_BRANO SCELTO_
* * * *

Solidarietà & Volontariato

Non ci sono più i genitori di una volta

«Organizzare l'educazione significa mettere al centro non ciò che penso io o le mie idee di genitore, ma i bisogni evolutivi del bambino. Questa è la rivoluzione, niente affatto scontata», afferma Paolo Ragusa. Nelle famiglie di oggi, centrate sul "cosa" e sul "come" invece che sul "chi", c'è la possibilità di riuscirci. «I figli sono sempre più lontani dai nostri desideri di genitori, ma forse c’è un’opportunità maggiore che vadano verso i loro desideri»

di Sara De Carli

«Non ci sono più i genitori di una volta». Un’affermazione secca, che può suonare come la presa d’atto di un dato di fatto, oppure aprire a una vena di nostalgia o al contrario a un liberatorio “per fortuna!”. Sottotitolo: “L’aiuto alle nuove genitorialità: mamme o papà soli, famiglie allargate, genitori con nazionalità diverse, famiglie arcobaleno”. È questo il tema scelto per una conversazione fra Susanna Mantovani, già docente di Pedagogia generale e sociale all’Università degli Studi Milano Bicocca e Paolo Ragusa, vicepresidente e responsabile delle attività formative del Centro PsicoPedagogico per l’educazione e la gestione dei conflitti (CPP). L’appuntamento è per il 13 aprile a Piacenza, nell’ambito del convegno annuale del CPP, “Dalla parte dei genitori”. Ne parliamo con Paolo Ragusa.

Partiamo dal titolo, che incuriosisce molto…
Non c’è nostalgia. Il titolo vuole mettere in evidenza il fatto che siamo in un’epoca di grandi opportunità: il nostro interesse è proprio in queste opportunità. L’evolversi della genitorialità e della famiglia oggi permette a ciascuna persona di trovare il suo spazio: un tempo qualcuno poteva dire “io non sono fatto per la famiglia”, “io non sono fatta per essere mamma” o “per essere papà”, mentre oggi questo è meno giustificabile. Vediamo tutto ciò come una grande opportunità, anche se ovviamente ci sono i rischi di derive.

Però c’è nel confronto esplicito fra stili educativi diversi c’è anche una pressione sociale che prima non c’era sull’essere un buon genitore.
Sentirsi addosso la pressione rispetto a come gli altri vorrebbero che facessi il genitore (che poi vale anche per come gli altri vorrebbero che facessi il marito, la moglie, il lavoratore…) è nefasto. Anche qui però guardiamo all’aspetto interessante: l’esistenza di un’attenzione. Oggi c’è una domanda sociale di genitorialità che va raccolta, c’è una domanda esplicita di organizzazione dell’educazione dei figli, un dire “abbiamo bisogno di qualcuno che ci aiuti”. Tutta questa domanda prima non c’era o era implicita, oggi invece è esplicita anche se talvolta non viene posta bene.

* * * *

_ISTRUZIONI DEL COMPITO_
Prosegui l'intervista sulle nuove genitorialità a partire dall'ultima frase riportata. I dati sono materiale a sé, separato dall'intervista.

_ESTRATTO DEI DATI_
* * * *

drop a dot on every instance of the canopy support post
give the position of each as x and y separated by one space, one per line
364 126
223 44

* * * *

_LA RISPOSTA_
La fragilità educativa non è una cosa nuova: la novità di oggi è che essa è diventata sistema e anzi è propagandata come forma educativa evoluta, perché crea vicinanza tra genitori e figli. Questo sentire però deve trovare una misura e un’organizzazione: se non si trova la misura, diventa un eccesso di investimento o un eccesso di vicinanza o qualcosa per cui il genitore si sostituisce al figlio. Così come nei nostri nonni la fragilità educativa diventava, al contrario, eccesso di distanza o autoritarismo

Paolo Ragusa

Cosa intende?
Diciamo che c’è un paradosso. Da una parte c'è molto interesse e attenzione nei confronti dei bambini e dell’infanzia – i diritti dei bambini, il tema della loro felicità e di una buona infanzia – ma spesso c’è anche un eccesso di eccentricità degli adulti rispetto ai bambini. Penso in particolare al fatto che l’adulto, nell’essere genitore, cerca di realizzare suoi aspetti progettuali, di trovare un posto nel mondo. Queste sono derive. Ad esempio cercare nell’essere padre qualcosa che riscatti la mia infanzia. Un padre incontrato poche settimane fa mi raccontava di come nella loro famiglia, in accordo, lei lavori e lui abbia lasciato il lavoro per occuparsi del figlio. Poi però, approfondendo il come lui interpreta la funzione paterna, è emerso che questa non è una semplice scelta di organizzazione familiare, ma un modo per riscattare la sua infanzia, per recuperare quelle opportunità che a lui erano mancate con suo padre. Questo rischia di essere un pasticcio. Come pure è un pasticcio il padre che, perché in casa, fa la madre: occuparsi dei figli non significa fare la madre.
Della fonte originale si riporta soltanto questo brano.